→ **SHORT EXERCISE A**
Which lines of the listing below contain the string "tile"? Extract each of those lines, treating case as significant.

→ **PROVIDED TEXT**

§

I know not all of you have a Menards near by, but their MasterForce tool series is pretty decent. Most of my wrenches and sockets are from the late 80s to mid 90s, including a lot of Craftsman. If I need to replace them, I would probably go with Masterforce for quality, but as Dirtman said, Sunex is pretty decent for the price. I bought two huge Sunex wrenches (36mm and 1 5/16" for the fan clutch and pitman arm on the Ranger respectively) and the quality of both of them was on par of the 90s era Craftsman wrenches. the only thing I could ding Sunex on is that they didn't de bur the wrenches as well, but otherwise a decent wrench. and only 14 bucks for the 1 5/16" and 17 bucks for the 36 mm. a Husky or Kobalt equivelent was over 45 bucks for each of them.

while I have not tried these out, the Tekton tools look pretty decent as well. they are sold at Meijer. I have a few HF breaker bars and a cheapo pittsburgh wrench set that I keep in my pull a part box, and they do not have the tolerances that the Craftsman tools that I have. but, that being said, my set is probably 15 years old when HF really did have crappy tools, and now they are putting out some pretty decent stuff.

if you want some good tool advice, check out The Garage Gazette. I haven't been on in a while, but they have some good stuff there. https://garagegazette.com/

AJ
 
I never used Kobalt, but then I seldom went to Lowes looking for tools(maybe a saw blade or something)
Even before this thread if you'd asked if I had any Kobalt, I wouldn't probly thought some kind of mineral.

I did recently buy a Husky step ladder. I knew they were good from seeing them on the job sites for many years.
I went to find it online and typed in "Husky" but it started showing me nothing but Werners. After investigating that a bit I learned Werner was Home Depot's replacement for it.

I began to see this principle first applied at Kmart in the 70s an 80s, they'd change their stock every few months to where you could no longer get parts for it etc, meaning you'd have to buy their new one.

Most of the brand names have pretty much followed suit over the years, I saw it in Sears tools in the 90s I guess, they'd change their tools a bit every 6 months or so, including the stock number attributed to it(meaning that's how long the warranty was good) and simply say "we don't carry those any more"
I know this wasn't a blanket practice, but was still all too common.

I had a Craftsman hoe that had been pretty good but one day while chopping some weeds the blade broke off and I saw it had always had an air pocket in it, but it was solid steel.
Took it to Sears and warranted it and they gave me a cheapo pos made in Mexico equal to a dollar store special.

§

→ **SHORT EXERCISE B**
Answer these from the tool discussion above:
(i) How much did the 36mm Sunex wrench cost?
(ii) At which store are Tekton tools sold?
(iii) What brand replaced Husky step ladders at Home Depot?

→ **TASK INPUTS**
§

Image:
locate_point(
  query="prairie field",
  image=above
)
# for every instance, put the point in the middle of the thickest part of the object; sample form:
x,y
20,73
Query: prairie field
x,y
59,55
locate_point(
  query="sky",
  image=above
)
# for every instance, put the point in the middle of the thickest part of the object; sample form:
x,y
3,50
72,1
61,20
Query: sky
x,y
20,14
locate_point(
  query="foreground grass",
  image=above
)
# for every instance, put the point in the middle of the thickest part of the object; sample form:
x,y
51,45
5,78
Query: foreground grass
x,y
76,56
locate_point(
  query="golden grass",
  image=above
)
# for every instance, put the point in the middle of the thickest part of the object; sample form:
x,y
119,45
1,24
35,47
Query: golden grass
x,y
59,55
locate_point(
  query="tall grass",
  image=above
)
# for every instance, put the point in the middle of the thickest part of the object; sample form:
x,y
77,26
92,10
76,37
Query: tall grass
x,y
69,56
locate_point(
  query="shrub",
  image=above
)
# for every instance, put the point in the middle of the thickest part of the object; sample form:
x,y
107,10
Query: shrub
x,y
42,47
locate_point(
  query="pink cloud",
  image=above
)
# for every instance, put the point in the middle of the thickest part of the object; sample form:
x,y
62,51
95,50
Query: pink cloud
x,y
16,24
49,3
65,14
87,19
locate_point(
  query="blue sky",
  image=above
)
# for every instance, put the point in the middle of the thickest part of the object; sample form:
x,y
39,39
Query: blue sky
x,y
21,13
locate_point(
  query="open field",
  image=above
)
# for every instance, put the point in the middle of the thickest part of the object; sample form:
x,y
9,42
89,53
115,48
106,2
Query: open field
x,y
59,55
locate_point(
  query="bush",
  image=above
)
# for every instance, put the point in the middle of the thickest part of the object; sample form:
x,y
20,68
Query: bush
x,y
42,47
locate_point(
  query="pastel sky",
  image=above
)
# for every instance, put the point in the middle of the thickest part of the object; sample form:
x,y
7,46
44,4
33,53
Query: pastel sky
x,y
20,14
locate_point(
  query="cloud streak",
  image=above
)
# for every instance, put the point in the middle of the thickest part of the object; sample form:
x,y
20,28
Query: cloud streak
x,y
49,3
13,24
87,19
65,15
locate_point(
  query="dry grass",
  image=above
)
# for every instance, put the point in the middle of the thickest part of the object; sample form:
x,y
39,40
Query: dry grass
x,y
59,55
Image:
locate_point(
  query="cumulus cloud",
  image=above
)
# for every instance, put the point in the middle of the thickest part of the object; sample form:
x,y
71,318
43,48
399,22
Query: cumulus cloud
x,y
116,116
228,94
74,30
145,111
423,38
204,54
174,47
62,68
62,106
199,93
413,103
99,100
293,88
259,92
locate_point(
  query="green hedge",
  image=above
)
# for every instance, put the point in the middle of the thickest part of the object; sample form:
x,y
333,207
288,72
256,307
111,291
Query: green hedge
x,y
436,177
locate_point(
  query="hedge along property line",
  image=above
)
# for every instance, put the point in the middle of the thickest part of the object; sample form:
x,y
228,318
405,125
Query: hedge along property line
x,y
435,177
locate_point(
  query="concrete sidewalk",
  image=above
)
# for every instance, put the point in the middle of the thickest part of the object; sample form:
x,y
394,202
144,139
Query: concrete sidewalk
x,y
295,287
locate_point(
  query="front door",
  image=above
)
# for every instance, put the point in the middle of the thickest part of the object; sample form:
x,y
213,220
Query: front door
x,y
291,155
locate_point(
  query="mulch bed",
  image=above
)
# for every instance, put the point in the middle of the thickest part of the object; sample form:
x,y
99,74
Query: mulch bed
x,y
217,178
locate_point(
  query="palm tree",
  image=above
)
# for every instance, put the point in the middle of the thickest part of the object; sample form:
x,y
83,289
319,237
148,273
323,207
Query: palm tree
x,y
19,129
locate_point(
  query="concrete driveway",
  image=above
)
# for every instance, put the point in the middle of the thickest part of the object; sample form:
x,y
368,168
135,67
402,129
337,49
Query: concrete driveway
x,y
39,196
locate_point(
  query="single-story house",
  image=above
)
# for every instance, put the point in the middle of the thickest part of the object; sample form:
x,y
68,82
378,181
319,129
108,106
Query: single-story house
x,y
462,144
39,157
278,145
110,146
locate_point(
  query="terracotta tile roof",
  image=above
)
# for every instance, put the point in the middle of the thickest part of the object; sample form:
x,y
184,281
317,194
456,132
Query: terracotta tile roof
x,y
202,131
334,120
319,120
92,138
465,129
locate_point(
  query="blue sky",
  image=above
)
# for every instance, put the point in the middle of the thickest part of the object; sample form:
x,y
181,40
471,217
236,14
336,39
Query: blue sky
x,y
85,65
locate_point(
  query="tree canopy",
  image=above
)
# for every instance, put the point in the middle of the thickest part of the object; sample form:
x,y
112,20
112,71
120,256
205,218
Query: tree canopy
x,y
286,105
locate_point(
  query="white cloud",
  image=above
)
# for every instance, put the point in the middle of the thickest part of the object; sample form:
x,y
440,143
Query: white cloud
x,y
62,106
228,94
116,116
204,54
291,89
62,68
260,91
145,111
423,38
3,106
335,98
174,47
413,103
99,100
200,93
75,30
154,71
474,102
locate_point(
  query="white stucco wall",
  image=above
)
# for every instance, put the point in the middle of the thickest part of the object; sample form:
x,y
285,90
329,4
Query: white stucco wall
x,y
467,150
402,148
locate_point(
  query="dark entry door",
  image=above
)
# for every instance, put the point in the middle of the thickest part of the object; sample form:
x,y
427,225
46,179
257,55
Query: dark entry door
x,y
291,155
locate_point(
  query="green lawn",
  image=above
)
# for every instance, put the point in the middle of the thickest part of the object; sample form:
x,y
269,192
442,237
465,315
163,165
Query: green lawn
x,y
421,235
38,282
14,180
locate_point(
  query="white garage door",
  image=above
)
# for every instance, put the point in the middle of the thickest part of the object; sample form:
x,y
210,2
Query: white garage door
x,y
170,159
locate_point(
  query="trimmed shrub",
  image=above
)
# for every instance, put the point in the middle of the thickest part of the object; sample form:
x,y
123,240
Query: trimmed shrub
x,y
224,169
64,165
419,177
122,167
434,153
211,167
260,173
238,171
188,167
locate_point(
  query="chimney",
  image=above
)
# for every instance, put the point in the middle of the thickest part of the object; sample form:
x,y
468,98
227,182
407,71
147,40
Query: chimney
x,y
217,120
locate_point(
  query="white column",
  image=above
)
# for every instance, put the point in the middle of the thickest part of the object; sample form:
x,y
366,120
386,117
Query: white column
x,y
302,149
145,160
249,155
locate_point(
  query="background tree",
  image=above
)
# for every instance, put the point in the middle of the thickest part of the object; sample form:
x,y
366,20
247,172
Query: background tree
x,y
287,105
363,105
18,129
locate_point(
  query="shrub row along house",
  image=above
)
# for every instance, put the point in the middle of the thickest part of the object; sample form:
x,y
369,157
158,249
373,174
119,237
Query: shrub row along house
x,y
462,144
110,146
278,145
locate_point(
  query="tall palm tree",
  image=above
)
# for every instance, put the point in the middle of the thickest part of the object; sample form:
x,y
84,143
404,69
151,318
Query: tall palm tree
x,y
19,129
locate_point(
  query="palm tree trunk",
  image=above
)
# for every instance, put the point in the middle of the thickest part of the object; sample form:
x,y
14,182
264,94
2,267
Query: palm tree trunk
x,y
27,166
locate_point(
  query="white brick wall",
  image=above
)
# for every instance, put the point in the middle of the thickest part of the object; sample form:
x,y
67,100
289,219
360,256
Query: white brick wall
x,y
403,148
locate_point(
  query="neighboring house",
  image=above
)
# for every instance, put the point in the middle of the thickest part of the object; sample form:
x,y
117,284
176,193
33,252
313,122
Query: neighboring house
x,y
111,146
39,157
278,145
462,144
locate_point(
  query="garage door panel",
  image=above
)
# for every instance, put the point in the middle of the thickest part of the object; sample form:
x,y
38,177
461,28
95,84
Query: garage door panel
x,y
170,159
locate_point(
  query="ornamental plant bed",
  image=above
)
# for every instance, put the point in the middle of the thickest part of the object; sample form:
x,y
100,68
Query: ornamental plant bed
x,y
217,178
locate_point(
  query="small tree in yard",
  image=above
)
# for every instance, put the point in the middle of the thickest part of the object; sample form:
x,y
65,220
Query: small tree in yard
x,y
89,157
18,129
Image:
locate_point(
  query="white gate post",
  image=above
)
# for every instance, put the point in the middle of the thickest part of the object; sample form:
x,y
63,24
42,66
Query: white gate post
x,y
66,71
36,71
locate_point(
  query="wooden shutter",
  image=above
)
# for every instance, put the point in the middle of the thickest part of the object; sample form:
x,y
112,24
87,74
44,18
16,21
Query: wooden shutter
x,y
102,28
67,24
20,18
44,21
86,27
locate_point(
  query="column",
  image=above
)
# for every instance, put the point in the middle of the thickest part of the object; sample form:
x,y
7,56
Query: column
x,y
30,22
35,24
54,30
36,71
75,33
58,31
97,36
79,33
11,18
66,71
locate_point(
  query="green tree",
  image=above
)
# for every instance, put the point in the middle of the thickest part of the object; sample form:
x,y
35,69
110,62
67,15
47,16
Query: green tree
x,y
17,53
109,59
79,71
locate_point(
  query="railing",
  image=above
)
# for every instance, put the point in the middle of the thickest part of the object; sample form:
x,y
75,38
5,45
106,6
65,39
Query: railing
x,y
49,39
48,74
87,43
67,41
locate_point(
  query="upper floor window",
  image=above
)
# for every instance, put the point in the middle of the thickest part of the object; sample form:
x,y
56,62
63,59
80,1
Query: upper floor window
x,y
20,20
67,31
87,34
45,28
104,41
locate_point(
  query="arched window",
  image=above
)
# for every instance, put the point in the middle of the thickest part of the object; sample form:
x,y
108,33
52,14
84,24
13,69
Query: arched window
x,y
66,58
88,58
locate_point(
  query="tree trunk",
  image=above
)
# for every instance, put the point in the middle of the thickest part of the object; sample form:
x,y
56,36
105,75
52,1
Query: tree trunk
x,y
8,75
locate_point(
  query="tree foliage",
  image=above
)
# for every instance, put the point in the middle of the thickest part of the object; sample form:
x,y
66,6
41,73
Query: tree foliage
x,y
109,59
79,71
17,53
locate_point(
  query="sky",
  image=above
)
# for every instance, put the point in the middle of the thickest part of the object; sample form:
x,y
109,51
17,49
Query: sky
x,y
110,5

§

→ **WORKED SOLUTION A**
  query="terracotta tile roof",
Query: terracotta tile roof

→ **WORKED SOLUTION B**
(i) 17 bucks
(ii) Meijer
(iii) Werner